##### Records for processing

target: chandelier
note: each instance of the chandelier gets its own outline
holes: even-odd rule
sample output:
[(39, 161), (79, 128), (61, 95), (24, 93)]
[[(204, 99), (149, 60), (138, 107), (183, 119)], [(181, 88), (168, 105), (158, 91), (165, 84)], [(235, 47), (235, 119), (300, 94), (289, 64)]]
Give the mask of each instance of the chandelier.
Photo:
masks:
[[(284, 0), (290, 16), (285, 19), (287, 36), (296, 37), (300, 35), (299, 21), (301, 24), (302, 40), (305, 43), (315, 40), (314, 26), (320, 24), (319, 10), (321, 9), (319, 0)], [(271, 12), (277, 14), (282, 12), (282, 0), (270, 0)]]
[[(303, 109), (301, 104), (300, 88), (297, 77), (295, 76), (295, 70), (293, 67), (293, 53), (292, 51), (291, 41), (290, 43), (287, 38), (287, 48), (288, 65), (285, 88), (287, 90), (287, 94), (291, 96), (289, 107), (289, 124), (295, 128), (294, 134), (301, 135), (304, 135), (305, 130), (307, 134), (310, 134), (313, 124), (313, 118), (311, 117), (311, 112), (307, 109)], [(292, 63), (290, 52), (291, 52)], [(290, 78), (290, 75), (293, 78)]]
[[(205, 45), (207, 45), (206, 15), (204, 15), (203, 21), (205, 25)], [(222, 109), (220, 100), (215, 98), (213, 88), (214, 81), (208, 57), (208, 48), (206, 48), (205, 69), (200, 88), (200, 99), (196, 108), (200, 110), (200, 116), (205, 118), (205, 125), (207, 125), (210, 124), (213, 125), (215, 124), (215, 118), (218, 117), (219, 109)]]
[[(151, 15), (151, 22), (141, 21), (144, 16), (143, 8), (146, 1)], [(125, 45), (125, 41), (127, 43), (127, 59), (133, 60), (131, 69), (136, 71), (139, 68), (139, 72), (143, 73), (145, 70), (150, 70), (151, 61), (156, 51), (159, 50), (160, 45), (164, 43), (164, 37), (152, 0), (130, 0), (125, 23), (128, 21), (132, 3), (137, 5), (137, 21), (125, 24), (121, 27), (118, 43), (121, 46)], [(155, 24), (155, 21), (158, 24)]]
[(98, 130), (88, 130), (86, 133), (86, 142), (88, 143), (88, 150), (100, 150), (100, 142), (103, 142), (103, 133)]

##########

- Exercise aim:
Convert all of the data above into a JSON array of strings, one string per line, omitting blank lines.

- Reply to the exercise:
[
  "target: chandelier",
  "note: each instance of the chandelier gets its own outline",
  "holes: even-odd rule",
  "sample output:",
  "[(39, 161), (79, 128), (61, 95), (24, 93)]",
  "[[(204, 99), (149, 60), (138, 107), (183, 119)], [(181, 88), (168, 105), (158, 91), (165, 84)], [(235, 47), (235, 119), (300, 94), (289, 64)]]",
  "Give the mask of each instance of the chandelier.",
  "Photo:",
  "masks:",
  "[[(284, 0), (290, 16), (285, 19), (287, 36), (296, 37), (300, 35), (299, 21), (301, 24), (302, 40), (305, 43), (315, 40), (314, 26), (320, 24), (319, 10), (321, 9), (319, 0)], [(271, 12), (277, 14), (282, 12), (282, 0), (270, 0)]]",
  "[[(303, 109), (301, 104), (300, 88), (297, 77), (295, 76), (295, 70), (293, 67), (293, 53), (292, 51), (291, 41), (290, 43), (287, 38), (287, 48), (288, 65), (285, 88), (287, 90), (287, 94), (291, 96), (289, 107), (289, 124), (295, 128), (294, 134), (301, 135), (304, 135), (305, 130), (307, 134), (310, 134), (313, 124), (313, 118), (311, 117), (311, 112), (307, 109)], [(292, 63), (290, 52), (291, 52)], [(290, 78), (290, 75), (293, 78)]]",
  "[[(205, 45), (207, 45), (206, 15), (204, 15), (203, 21), (205, 25)], [(222, 109), (220, 100), (215, 98), (213, 88), (214, 81), (208, 57), (208, 48), (206, 48), (205, 69), (200, 88), (200, 99), (196, 108), (200, 110), (200, 116), (205, 118), (205, 125), (207, 125), (210, 124), (213, 125), (215, 124), (215, 118), (218, 117), (219, 109)]]",
  "[[(151, 15), (151, 22), (141, 21), (144, 16), (143, 8), (146, 1)], [(125, 45), (125, 41), (127, 43), (127, 59), (133, 60), (131, 69), (136, 71), (139, 68), (139, 72), (143, 73), (145, 70), (150, 70), (151, 61), (156, 51), (159, 50), (160, 45), (164, 43), (164, 37), (152, 0), (130, 0), (125, 23), (128, 21), (132, 3), (137, 5), (137, 21), (125, 24), (121, 27), (118, 43), (121, 46)], [(155, 24), (155, 21), (158, 24)]]",
  "[(98, 130), (88, 130), (86, 133), (86, 142), (88, 143), (88, 150), (100, 150), (100, 142), (103, 142), (103, 133)]"
]